= Task list =
(1) In the article on Bush's funeral, rewrite the stretch from "Since retiring from" through "after laugh line.", replacing "laugh line after laugh line" with "joke after joke".
(2) Turn the paragraph of the Bush funeral article that begins "Since retiring from Congress" into a short list that keeps its main facts.

= Text shown =
Skip to content

These 10 Lines Had Dignitaries Laughing at Bush’s Funeral

Longtime friend Alan Simpson delivered a moving eulogy peppered with knee-slappers

Members of the public pay their respect at former President George H.W. Bush's casket in the Capitol Rotunda on Dec. 3. A day later, at Bush’s funeral at the National Cathedral, a longtime friend lightened the somber mood. (Bill Clark/CQ Roll Call)
Members of the public pay their respect at former President George H.W. Bush's casket in the Capitol Rotunda on Dec. 3. A day later, at Bush’s funeral at the National Cathedral, a longtime friend lightened the somber mood. (Bill Clark/CQ Roll Call)

“He placed great value on a good joke,” George W. Bush said Wednesday at his father’s funeral. “That’s why he asked [Alan] Simpson to speak.”

The elder Bush’s longtime friend, a Wyoming Republican, is known for his blunt speech and humorous style, whether during his time as a senator or in a series of high-profile public roles.

Since retiring from Congress in 1996, Simpson has explained the difference between “naked” and “nekkid,” compared Social Security to an especially prolific “milk cow,” and danced “Gangnam style” in support of debt reduction.

But during his eulogy for George H.W. Bush at the National Cathedral, he surpassed himself, delivering laugh line after laugh line.  

Watch: Simpson’s Energetic and Joyful Tribute to Bush at Funeral

Loading the player...

= Dataset rows =
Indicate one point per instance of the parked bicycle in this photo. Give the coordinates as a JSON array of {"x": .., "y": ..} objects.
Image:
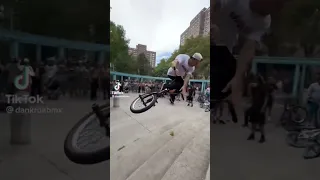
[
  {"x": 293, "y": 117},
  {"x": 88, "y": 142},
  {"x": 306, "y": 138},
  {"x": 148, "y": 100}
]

* * *

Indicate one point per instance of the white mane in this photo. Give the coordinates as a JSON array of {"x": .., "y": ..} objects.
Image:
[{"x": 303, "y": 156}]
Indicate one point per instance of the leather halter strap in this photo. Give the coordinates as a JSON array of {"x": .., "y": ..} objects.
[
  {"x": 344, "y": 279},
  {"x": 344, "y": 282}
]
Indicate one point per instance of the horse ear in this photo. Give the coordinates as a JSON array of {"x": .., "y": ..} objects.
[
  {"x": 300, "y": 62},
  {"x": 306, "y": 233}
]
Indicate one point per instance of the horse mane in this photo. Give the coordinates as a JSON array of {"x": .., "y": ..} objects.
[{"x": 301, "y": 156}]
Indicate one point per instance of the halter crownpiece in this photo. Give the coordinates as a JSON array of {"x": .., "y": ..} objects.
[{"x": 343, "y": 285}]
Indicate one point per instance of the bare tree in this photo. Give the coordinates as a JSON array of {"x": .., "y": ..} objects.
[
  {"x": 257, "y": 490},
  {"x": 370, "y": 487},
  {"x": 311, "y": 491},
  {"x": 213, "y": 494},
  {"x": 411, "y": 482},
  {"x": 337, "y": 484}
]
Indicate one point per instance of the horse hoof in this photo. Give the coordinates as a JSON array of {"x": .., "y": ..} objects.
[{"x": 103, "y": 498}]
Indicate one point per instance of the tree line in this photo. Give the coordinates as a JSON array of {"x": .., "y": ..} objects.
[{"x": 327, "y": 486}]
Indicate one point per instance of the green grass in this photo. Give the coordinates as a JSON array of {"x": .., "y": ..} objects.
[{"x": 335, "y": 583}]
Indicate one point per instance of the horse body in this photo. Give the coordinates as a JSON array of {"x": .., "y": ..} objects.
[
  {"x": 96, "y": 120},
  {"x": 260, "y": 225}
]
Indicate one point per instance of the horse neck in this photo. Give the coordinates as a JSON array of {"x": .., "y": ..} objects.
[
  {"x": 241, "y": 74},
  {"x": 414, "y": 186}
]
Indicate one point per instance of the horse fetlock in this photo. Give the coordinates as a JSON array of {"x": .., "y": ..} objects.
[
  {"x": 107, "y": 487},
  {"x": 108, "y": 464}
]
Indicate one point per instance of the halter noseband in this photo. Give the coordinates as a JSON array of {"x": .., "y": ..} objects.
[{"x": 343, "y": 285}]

---

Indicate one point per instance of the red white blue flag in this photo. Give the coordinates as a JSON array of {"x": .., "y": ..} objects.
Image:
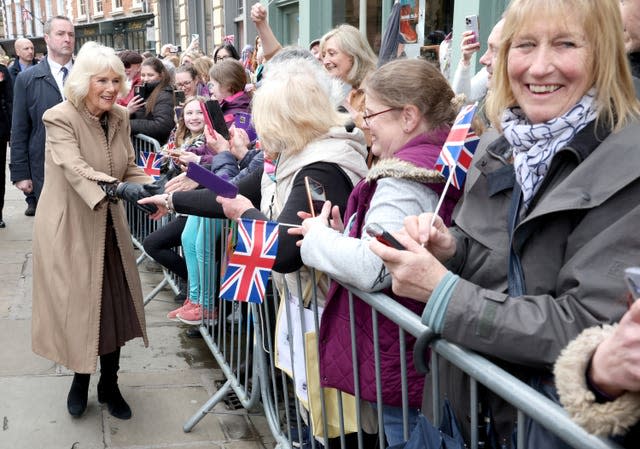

= Answers given =
(1)
Since retiring from Congress in 1996, Simpson has explained the difference between “naked” and “nekkid,” compared Social Security to an especially prolific “milk cow,” and danced “Gangnam style” in support of debt reduction.

But during his eulogy for George H.W. Bush at the National Cathedral, he surpassed himself, delivering joke after joke.

(2)
Since retiring from Congress in 1996, Simpson has:
- explained the difference between "naked" and "nekkid"
- compared Social Security to an especially prolific "milk cow"
- danced "Gangnam style" in support of debt reduction